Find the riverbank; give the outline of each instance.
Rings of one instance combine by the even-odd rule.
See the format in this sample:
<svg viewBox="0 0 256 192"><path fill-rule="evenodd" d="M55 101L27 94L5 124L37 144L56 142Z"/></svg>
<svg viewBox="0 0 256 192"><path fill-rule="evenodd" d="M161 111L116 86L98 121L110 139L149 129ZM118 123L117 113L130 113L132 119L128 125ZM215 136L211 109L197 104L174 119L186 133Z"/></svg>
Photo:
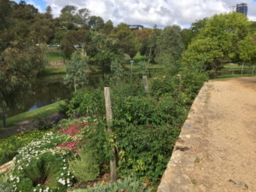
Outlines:
<svg viewBox="0 0 256 192"><path fill-rule="evenodd" d="M22 121L30 121L30 120L36 120L36 119L40 119L46 118L49 115L52 115L54 113L59 113L60 112L60 105L61 104L62 101L44 106L42 108L24 112L20 114L9 117L7 119L7 127L12 127L15 126L16 124L22 122ZM1 124L1 128L0 131L1 134L3 131L5 131L3 130L3 122L2 120L0 121ZM7 129L8 129L7 128Z"/></svg>

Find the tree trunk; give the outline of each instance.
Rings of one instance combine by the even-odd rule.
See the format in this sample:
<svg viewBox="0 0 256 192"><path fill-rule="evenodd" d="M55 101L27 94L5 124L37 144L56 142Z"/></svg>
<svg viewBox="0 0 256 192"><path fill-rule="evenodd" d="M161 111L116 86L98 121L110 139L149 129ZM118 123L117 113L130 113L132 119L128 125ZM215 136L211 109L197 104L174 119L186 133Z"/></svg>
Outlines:
<svg viewBox="0 0 256 192"><path fill-rule="evenodd" d="M150 49L149 49L149 62L151 62L151 52L152 52L152 48L150 47Z"/></svg>
<svg viewBox="0 0 256 192"><path fill-rule="evenodd" d="M143 84L144 84L145 91L148 95L149 94L149 90L148 90L148 84L147 76L143 76Z"/></svg>
<svg viewBox="0 0 256 192"><path fill-rule="evenodd" d="M109 87L104 87L104 95L105 95L105 106L106 106L106 119L108 125L108 132L111 135L113 132L112 130L112 108L111 108L111 100L109 94ZM113 143L111 143L113 144ZM116 153L113 146L111 146L112 157L110 158L110 177L111 182L113 183L117 180L116 173Z"/></svg>
<svg viewBox="0 0 256 192"><path fill-rule="evenodd" d="M242 63L242 66L241 66L241 75L243 74L243 67L244 67L244 62Z"/></svg>
<svg viewBox="0 0 256 192"><path fill-rule="evenodd" d="M2 118L3 118L3 128L6 128L7 125L6 125L6 115L5 114L2 114Z"/></svg>
<svg viewBox="0 0 256 192"><path fill-rule="evenodd" d="M73 89L74 89L74 91L75 93L77 92L77 84L76 84L76 80L73 79Z"/></svg>

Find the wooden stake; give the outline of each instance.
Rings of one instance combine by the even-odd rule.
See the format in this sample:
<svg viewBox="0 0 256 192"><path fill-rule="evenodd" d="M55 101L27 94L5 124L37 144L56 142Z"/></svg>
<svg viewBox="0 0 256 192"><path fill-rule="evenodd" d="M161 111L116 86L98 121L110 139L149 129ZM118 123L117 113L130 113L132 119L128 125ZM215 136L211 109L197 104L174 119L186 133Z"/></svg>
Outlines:
<svg viewBox="0 0 256 192"><path fill-rule="evenodd" d="M242 63L242 66L241 66L241 75L243 74L243 67L244 67L244 62Z"/></svg>
<svg viewBox="0 0 256 192"><path fill-rule="evenodd" d="M149 90L148 90L148 78L147 76L143 76L143 84L144 84L144 89L146 93L149 93Z"/></svg>
<svg viewBox="0 0 256 192"><path fill-rule="evenodd" d="M104 95L105 95L105 106L106 106L106 119L108 123L108 132L111 134L113 132L112 130L112 108L111 108L111 100L110 100L110 93L109 87L104 87ZM115 148L114 147L111 147L112 150L112 157L110 159L110 177L111 182L113 183L117 180L117 173L116 173L116 157L115 157Z"/></svg>

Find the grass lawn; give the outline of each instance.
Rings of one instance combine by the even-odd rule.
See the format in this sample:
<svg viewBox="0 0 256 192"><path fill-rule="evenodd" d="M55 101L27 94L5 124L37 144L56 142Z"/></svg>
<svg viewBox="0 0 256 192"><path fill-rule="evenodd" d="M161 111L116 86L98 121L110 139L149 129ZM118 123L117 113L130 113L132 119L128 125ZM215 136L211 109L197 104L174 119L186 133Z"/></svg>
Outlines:
<svg viewBox="0 0 256 192"><path fill-rule="evenodd" d="M66 73L66 68L49 68L46 67L43 69L40 73L40 75L46 76L46 75L53 75L53 74L64 74Z"/></svg>
<svg viewBox="0 0 256 192"><path fill-rule="evenodd" d="M34 120L34 119L39 119L42 118L48 117L51 114L54 114L55 113L58 113L60 111L60 104L62 102L62 101L39 108L35 110L24 112L22 113L17 114L13 117L9 117L7 119L7 125L11 126L14 125L16 123L24 121L24 120ZM0 125L2 127L2 120L0 121Z"/></svg>
<svg viewBox="0 0 256 192"><path fill-rule="evenodd" d="M231 79L231 78L241 78L241 77L253 77L253 76L256 76L256 74L253 75L253 74L244 74L244 75L241 75L241 74L226 74L226 75L218 75L215 79Z"/></svg>
<svg viewBox="0 0 256 192"><path fill-rule="evenodd" d="M63 52L57 47L48 47L45 59L47 61L59 61L64 60Z"/></svg>

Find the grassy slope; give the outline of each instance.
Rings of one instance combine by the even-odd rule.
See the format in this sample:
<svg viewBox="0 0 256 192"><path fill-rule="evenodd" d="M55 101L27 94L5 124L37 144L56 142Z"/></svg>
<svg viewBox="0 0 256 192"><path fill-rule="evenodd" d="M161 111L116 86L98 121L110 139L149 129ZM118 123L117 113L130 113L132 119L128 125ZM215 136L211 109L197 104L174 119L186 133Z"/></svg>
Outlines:
<svg viewBox="0 0 256 192"><path fill-rule="evenodd" d="M61 102L57 102L42 108L39 108L35 110L24 112L22 113L17 114L15 116L10 117L7 119L8 126L14 125L15 123L19 123L24 120L32 120L32 119L39 119L42 118L48 117L51 114L58 113L60 111L60 104ZM0 121L2 126L2 121Z"/></svg>

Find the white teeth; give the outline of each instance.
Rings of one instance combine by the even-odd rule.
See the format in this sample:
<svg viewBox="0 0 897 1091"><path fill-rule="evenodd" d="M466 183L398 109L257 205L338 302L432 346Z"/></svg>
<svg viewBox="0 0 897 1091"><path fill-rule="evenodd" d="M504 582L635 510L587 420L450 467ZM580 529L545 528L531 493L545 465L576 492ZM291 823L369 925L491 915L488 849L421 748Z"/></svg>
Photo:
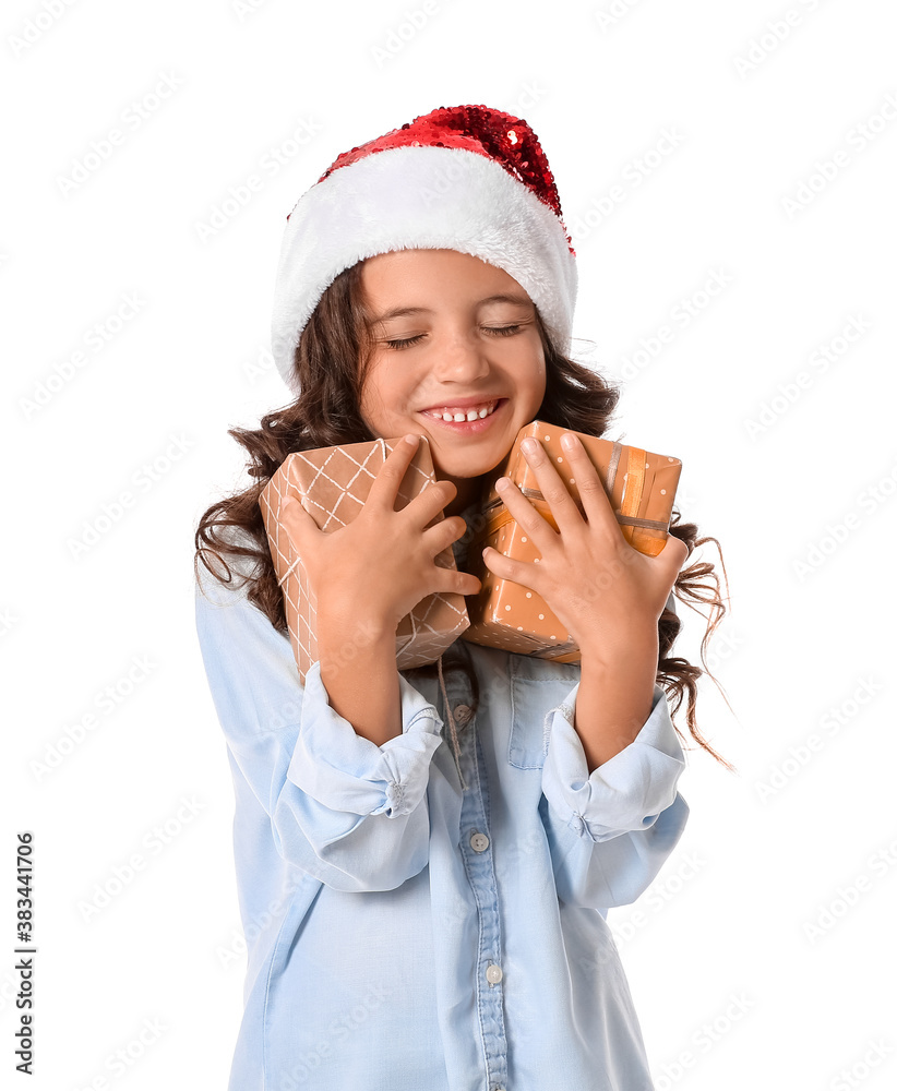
# # # # #
Reproduce the lines above with "even-odd rule" swapped for "nonzero winding rule" and everything else unchanged. Leave out the pictures.

Find the riverbank; give the outline of each instance.
Rings of one instance combine by the nonzero winding rule.
See the format in this sample:
<svg viewBox="0 0 256 192"><path fill-rule="evenodd" d="M55 101L27 94L5 124L37 144L56 142Z"/></svg>
<svg viewBox="0 0 256 192"><path fill-rule="evenodd" d="M161 111L116 86L98 121L110 139L149 129ZM118 123L117 113L130 113L132 119L128 125ZM215 136L211 109L197 104L174 119L186 133Z"/></svg>
Photo:
Outlines:
<svg viewBox="0 0 256 192"><path fill-rule="evenodd" d="M22 121L30 121L30 120L36 120L36 119L40 119L46 118L49 115L52 115L54 113L59 113L60 112L60 105L61 104L62 101L44 106L42 108L24 112L20 114L9 117L7 119L7 127L12 127L15 126L16 124L22 122ZM1 124L1 128L0 131L1 134L3 131L5 131L3 130L3 122L2 120L0 121ZM7 129L8 129L7 128Z"/></svg>

Find the tree trunk; give the outline of each instance.
Rings of one instance combine by the nonzero winding rule.
See the format in this sample:
<svg viewBox="0 0 256 192"><path fill-rule="evenodd" d="M55 101L27 94L5 124L37 144L56 142Z"/></svg>
<svg viewBox="0 0 256 192"><path fill-rule="evenodd" d="M161 111L116 86L98 121L110 139L149 129ZM118 123L117 113L130 113L132 119L128 125ZM215 136L211 109L197 104L174 119L186 133Z"/></svg>
Outlines:
<svg viewBox="0 0 256 192"><path fill-rule="evenodd" d="M150 49L149 49L149 62L151 62L151 52L152 52L152 48L150 47Z"/></svg>
<svg viewBox="0 0 256 192"><path fill-rule="evenodd" d="M143 84L144 84L145 91L148 95L149 94L149 90L148 90L148 84L147 76L143 76Z"/></svg>
<svg viewBox="0 0 256 192"><path fill-rule="evenodd" d="M109 87L104 87L104 95L105 95L105 106L106 106L106 119L108 125L108 132L111 135L113 132L112 130L112 108L111 108L111 100L109 94ZM113 143L111 143L113 144ZM116 153L113 146L111 146L112 157L110 158L110 177L111 182L113 183L117 180L116 173Z"/></svg>
<svg viewBox="0 0 256 192"><path fill-rule="evenodd" d="M242 63L242 66L241 66L241 75L243 74L243 67L244 67L244 62Z"/></svg>
<svg viewBox="0 0 256 192"><path fill-rule="evenodd" d="M2 118L3 118L3 128L6 128L7 125L6 125L6 115L5 114L2 114Z"/></svg>
<svg viewBox="0 0 256 192"><path fill-rule="evenodd" d="M73 89L74 89L74 91L75 93L77 92L77 84L76 84L76 80L73 79Z"/></svg>

Find the wooden stake; give the outline of each instance.
Rings of one instance combine by the nonzero winding rule.
See the format in this sample:
<svg viewBox="0 0 256 192"><path fill-rule="evenodd" d="M55 101L27 94L5 124L37 144L56 142Z"/></svg>
<svg viewBox="0 0 256 192"><path fill-rule="evenodd" d="M161 111L116 86L98 121L110 139L149 129ZM118 123L117 113L130 113L132 119L128 125ZM215 136L211 109L197 104L174 119L186 133Z"/></svg>
Outlines:
<svg viewBox="0 0 256 192"><path fill-rule="evenodd" d="M242 63L242 66L241 66L241 75L243 74L243 67L244 67L244 62Z"/></svg>
<svg viewBox="0 0 256 192"><path fill-rule="evenodd" d="M149 90L148 90L148 78L147 76L143 76L143 84L144 84L144 89L146 93L149 93Z"/></svg>
<svg viewBox="0 0 256 192"><path fill-rule="evenodd" d="M104 95L105 95L105 106L106 106L106 119L108 123L108 132L111 134L113 132L112 130L112 108L111 108L111 100L110 100L110 93L109 87L104 87ZM115 148L114 147L111 147L112 150L112 157L110 159L110 177L111 182L113 183L117 180L117 173L116 173L116 157L115 157Z"/></svg>

Find the grass lawn; give the outline of each instance.
Rings of one instance combine by the nonzero winding rule.
See the format in this sample:
<svg viewBox="0 0 256 192"><path fill-rule="evenodd" d="M55 101L27 94L5 124L37 144L56 142Z"/></svg>
<svg viewBox="0 0 256 192"><path fill-rule="evenodd" d="M161 111L116 86L98 121L110 139L149 129ZM118 123L117 113L130 113L132 119L128 125ZM215 136L211 109L197 104L174 119L186 133Z"/></svg>
Outlines:
<svg viewBox="0 0 256 192"><path fill-rule="evenodd" d="M66 73L66 68L49 68L46 67L43 69L40 73L40 75L46 76L46 75L53 75L53 74L64 74Z"/></svg>
<svg viewBox="0 0 256 192"><path fill-rule="evenodd" d="M34 120L34 119L39 119L42 118L48 117L51 114L54 114L55 113L58 113L60 111L60 104L62 102L62 101L39 108L35 110L24 112L22 113L17 114L13 117L9 117L7 119L7 125L11 126L14 125L16 123L24 121L24 120ZM0 125L2 127L2 120L0 121Z"/></svg>
<svg viewBox="0 0 256 192"><path fill-rule="evenodd" d="M231 79L231 78L241 78L241 77L253 77L253 76L256 76L256 74L253 75L253 74L244 74L244 75L241 75L241 74L226 74L226 75L218 75L215 79Z"/></svg>
<svg viewBox="0 0 256 192"><path fill-rule="evenodd" d="M63 52L57 47L48 47L45 59L47 61L59 61L64 60Z"/></svg>

Find the grassy slope; give the outline of each instance.
Rings of one instance combine by the nonzero winding rule.
See the format in this sample:
<svg viewBox="0 0 256 192"><path fill-rule="evenodd" d="M55 101L27 94L5 124L37 144L56 142Z"/></svg>
<svg viewBox="0 0 256 192"><path fill-rule="evenodd" d="M161 111L116 86L98 121L110 139L149 129ZM118 123L117 113L130 113L132 119L128 125ZM215 136L211 109L197 104L174 119L186 133Z"/></svg>
Outlines:
<svg viewBox="0 0 256 192"><path fill-rule="evenodd" d="M61 102L57 102L42 108L39 108L35 110L24 112L22 113L17 114L15 116L10 117L7 119L8 126L14 125L15 123L19 123L24 120L32 120L32 119L39 119L42 118L48 117L51 114L58 113L60 111L60 104ZM0 121L2 126L2 121Z"/></svg>

Find the white teeth; give the outline of each instance.
Rings of one instance combine by the nonzero winding rule.
See the format in this sample:
<svg viewBox="0 0 897 1091"><path fill-rule="evenodd" d="M466 183L398 109L257 205L338 302L432 346Z"/></svg>
<svg viewBox="0 0 897 1091"><path fill-rule="evenodd" d="M504 582L635 510L587 420L450 467ZM580 529L545 528L531 493L545 465L576 492ZM291 823L369 925L491 915L488 849L421 748Z"/></svg>
Photo:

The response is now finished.